_WRITTEN TASK_
Pick out and copy each line in the entries below that contains the string "with". Letter case matters.

Saved entries
══════════════════════════════

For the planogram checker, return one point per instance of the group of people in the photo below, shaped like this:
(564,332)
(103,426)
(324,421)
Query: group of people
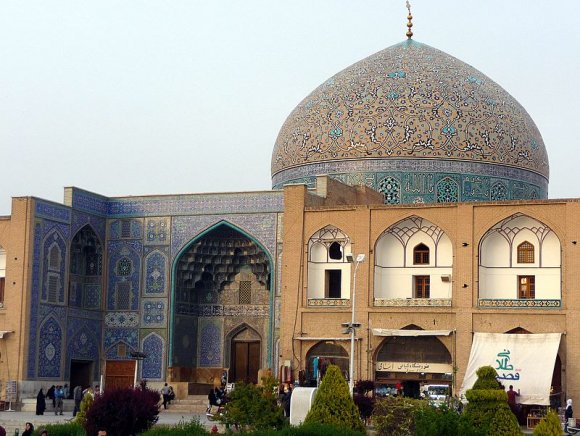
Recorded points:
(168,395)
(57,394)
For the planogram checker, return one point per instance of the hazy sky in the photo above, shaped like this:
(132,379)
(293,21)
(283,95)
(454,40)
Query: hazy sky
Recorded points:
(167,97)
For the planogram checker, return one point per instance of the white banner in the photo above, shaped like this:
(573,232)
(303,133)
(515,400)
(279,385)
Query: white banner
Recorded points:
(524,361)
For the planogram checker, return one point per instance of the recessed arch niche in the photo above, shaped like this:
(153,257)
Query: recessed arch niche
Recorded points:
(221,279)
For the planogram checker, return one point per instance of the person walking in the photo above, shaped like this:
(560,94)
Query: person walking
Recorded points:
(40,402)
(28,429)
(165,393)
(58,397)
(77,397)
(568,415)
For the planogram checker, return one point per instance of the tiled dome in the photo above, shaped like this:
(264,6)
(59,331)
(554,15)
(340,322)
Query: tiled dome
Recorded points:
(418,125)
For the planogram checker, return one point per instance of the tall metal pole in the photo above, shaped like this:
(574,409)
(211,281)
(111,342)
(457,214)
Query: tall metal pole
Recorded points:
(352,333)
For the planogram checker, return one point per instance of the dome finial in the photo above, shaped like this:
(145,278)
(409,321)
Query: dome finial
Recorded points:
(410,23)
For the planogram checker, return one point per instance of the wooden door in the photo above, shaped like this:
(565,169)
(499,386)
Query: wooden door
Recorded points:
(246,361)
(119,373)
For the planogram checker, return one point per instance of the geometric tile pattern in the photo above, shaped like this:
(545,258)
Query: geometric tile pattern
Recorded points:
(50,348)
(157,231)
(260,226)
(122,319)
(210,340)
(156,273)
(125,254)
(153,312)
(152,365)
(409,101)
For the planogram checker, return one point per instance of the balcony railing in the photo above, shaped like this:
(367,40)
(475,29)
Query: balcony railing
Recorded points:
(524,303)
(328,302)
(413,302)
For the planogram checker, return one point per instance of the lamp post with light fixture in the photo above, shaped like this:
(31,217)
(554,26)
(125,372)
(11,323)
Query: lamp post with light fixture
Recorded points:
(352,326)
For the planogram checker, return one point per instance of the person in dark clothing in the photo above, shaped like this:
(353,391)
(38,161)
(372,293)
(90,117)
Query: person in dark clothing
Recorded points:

══════════════════════════════

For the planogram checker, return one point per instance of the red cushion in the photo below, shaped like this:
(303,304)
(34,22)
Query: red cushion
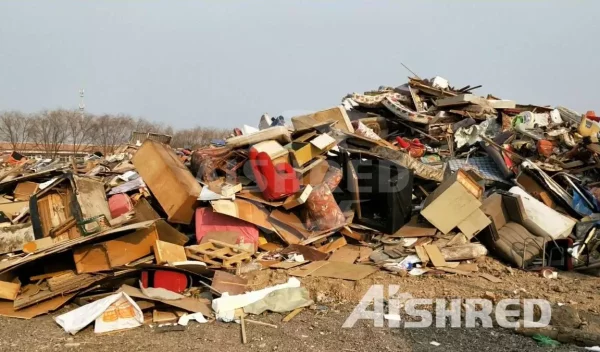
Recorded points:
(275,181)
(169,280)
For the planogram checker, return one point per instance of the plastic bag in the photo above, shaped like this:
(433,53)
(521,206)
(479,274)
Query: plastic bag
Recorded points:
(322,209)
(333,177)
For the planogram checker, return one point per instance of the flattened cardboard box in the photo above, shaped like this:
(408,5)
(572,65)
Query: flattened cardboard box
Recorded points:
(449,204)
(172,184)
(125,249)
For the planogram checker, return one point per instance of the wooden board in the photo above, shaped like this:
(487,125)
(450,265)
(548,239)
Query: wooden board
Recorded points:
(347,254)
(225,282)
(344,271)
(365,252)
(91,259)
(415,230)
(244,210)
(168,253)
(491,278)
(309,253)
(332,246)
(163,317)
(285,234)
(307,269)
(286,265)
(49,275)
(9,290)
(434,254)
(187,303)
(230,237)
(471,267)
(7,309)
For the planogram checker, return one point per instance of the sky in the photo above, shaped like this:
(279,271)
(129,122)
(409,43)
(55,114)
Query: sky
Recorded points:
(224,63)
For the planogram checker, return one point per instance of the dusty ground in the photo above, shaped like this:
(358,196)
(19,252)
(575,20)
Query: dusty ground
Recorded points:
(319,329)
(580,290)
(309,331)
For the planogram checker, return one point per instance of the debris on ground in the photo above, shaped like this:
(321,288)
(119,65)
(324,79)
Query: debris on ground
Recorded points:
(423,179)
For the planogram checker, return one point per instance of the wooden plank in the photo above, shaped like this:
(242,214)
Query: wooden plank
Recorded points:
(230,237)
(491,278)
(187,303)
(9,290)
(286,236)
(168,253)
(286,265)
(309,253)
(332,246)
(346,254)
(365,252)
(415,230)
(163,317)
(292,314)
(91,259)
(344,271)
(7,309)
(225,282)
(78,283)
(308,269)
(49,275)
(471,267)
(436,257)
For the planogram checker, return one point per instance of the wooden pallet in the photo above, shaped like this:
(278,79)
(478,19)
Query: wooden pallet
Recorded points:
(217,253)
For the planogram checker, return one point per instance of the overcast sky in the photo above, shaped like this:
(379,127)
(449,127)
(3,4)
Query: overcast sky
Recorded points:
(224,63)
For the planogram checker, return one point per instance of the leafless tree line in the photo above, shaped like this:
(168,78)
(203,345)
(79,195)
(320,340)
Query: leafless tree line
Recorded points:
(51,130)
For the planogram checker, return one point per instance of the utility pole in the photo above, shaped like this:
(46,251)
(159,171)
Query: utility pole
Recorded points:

══════════════════════════════

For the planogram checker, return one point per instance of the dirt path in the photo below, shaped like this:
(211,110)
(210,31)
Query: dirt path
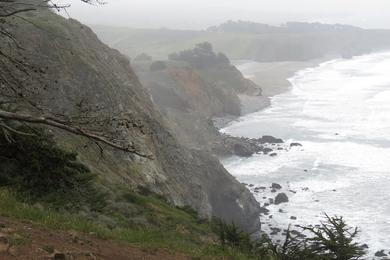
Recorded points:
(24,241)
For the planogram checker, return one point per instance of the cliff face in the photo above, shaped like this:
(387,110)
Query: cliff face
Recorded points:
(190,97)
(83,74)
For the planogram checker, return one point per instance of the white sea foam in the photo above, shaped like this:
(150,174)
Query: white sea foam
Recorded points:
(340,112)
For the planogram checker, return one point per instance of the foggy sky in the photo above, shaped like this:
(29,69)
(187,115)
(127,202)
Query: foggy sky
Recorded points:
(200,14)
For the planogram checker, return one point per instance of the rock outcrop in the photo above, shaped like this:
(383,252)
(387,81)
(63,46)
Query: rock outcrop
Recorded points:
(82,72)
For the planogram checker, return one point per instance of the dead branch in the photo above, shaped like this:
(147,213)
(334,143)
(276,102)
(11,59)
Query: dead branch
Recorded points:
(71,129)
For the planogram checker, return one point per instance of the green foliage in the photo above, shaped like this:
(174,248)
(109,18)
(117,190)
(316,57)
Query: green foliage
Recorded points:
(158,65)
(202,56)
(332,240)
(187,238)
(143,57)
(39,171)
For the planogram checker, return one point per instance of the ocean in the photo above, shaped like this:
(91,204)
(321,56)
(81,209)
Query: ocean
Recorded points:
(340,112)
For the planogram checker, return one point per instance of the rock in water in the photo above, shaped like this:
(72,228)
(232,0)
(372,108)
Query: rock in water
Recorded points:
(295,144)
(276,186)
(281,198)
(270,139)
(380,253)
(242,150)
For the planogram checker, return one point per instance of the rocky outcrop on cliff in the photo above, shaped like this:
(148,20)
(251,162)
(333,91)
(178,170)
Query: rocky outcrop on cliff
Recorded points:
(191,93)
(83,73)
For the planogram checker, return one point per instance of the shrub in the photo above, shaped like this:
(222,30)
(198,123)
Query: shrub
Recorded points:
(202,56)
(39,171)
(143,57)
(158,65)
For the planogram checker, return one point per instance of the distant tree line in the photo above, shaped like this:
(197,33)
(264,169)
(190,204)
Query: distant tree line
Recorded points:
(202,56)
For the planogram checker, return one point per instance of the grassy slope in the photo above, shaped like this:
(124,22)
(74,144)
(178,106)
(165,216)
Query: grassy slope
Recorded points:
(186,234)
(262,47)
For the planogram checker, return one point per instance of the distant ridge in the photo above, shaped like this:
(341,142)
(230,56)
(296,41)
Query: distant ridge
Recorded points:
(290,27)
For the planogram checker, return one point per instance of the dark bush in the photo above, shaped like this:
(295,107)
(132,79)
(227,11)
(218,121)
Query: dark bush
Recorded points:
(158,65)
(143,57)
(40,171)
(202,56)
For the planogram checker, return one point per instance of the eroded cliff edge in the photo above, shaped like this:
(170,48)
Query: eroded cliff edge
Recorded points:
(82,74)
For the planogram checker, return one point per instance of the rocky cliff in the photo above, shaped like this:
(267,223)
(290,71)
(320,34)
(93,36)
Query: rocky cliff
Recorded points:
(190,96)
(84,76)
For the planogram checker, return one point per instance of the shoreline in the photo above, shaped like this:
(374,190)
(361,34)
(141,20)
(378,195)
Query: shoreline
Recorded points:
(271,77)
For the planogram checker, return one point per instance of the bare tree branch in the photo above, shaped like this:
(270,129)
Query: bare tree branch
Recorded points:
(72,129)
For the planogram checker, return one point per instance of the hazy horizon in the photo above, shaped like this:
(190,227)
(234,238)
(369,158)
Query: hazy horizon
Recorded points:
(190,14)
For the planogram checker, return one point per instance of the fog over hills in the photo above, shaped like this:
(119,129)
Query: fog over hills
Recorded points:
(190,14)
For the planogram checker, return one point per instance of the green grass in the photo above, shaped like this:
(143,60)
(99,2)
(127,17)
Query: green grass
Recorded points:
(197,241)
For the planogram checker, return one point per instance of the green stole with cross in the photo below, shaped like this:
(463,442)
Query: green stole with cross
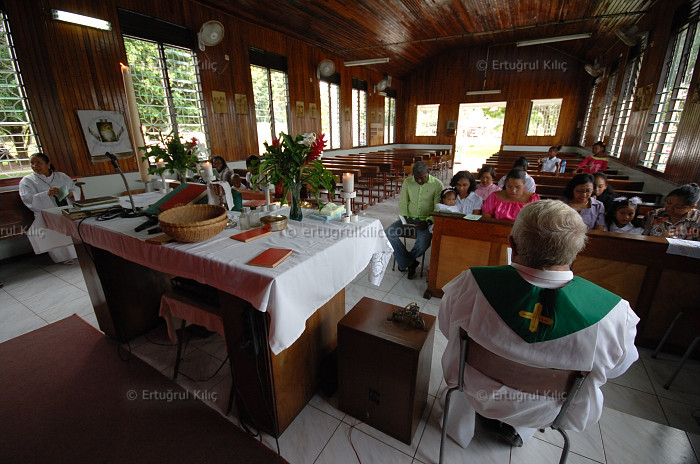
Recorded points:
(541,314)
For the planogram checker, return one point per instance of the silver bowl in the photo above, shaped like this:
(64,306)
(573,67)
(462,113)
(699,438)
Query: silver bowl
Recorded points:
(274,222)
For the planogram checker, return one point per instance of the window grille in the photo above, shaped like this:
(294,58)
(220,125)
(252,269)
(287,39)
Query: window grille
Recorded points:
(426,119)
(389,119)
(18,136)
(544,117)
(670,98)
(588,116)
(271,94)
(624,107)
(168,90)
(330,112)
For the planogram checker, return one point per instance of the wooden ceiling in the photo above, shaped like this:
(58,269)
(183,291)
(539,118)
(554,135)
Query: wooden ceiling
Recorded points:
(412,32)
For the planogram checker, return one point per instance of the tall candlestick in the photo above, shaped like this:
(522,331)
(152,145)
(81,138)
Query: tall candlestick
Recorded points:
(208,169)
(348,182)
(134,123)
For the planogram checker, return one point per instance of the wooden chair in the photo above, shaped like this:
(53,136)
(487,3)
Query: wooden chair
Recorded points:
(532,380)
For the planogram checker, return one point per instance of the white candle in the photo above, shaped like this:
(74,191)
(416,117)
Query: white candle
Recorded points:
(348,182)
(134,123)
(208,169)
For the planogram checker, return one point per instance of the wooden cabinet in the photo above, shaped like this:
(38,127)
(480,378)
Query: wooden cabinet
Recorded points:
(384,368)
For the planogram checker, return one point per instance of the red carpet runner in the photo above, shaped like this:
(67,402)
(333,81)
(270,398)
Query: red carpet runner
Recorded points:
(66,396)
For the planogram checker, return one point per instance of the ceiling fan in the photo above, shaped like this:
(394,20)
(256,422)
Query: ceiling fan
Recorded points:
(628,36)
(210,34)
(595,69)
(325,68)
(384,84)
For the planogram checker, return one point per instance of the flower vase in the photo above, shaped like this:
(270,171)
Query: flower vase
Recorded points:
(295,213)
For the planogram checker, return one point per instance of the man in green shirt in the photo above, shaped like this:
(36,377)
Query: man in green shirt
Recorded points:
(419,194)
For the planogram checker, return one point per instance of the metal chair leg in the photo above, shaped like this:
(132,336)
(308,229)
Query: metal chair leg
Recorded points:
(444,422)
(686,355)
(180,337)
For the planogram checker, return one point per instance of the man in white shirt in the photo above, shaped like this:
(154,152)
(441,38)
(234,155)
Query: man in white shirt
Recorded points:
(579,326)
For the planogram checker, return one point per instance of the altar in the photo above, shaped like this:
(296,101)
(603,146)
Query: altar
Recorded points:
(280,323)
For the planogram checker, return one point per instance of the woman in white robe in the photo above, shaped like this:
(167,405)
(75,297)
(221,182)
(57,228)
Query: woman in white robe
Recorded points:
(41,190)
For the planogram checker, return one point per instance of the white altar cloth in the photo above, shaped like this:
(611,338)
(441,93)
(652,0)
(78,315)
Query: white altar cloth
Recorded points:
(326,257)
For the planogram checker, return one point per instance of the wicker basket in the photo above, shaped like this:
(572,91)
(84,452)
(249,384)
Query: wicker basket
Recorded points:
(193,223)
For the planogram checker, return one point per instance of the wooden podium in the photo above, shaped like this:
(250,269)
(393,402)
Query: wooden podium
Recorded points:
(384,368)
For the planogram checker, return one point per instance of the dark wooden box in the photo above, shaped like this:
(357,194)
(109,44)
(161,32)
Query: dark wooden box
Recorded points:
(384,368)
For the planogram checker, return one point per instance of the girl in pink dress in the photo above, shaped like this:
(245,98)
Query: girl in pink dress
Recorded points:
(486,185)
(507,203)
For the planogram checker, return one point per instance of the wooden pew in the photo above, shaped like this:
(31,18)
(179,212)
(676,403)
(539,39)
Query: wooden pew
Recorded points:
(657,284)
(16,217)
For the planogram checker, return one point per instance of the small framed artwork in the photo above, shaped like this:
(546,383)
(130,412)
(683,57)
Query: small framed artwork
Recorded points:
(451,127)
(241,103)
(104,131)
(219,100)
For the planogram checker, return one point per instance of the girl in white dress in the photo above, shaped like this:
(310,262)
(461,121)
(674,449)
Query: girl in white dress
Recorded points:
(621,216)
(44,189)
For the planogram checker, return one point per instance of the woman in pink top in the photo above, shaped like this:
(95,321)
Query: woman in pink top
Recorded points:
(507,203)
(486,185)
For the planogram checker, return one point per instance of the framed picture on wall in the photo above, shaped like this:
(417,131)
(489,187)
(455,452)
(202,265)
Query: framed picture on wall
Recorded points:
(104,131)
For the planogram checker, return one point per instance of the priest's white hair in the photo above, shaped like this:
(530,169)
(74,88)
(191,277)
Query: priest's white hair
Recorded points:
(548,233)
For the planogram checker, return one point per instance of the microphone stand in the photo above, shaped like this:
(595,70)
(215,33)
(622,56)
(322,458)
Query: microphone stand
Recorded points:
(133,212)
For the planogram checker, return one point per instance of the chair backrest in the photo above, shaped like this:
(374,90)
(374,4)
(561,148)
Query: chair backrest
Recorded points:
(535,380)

══════════════════════════════

_RESPONSE FOR THIS EXERCISE_
For the planogram checker, return one point per instance of the lamp post with light fixture in the photo above, shaped like this:
Query: lamp post with light fixture
For the planogram checker, return one point per instance of the green stole with cross in the photo below, shaped like this:
Query: green stole with cross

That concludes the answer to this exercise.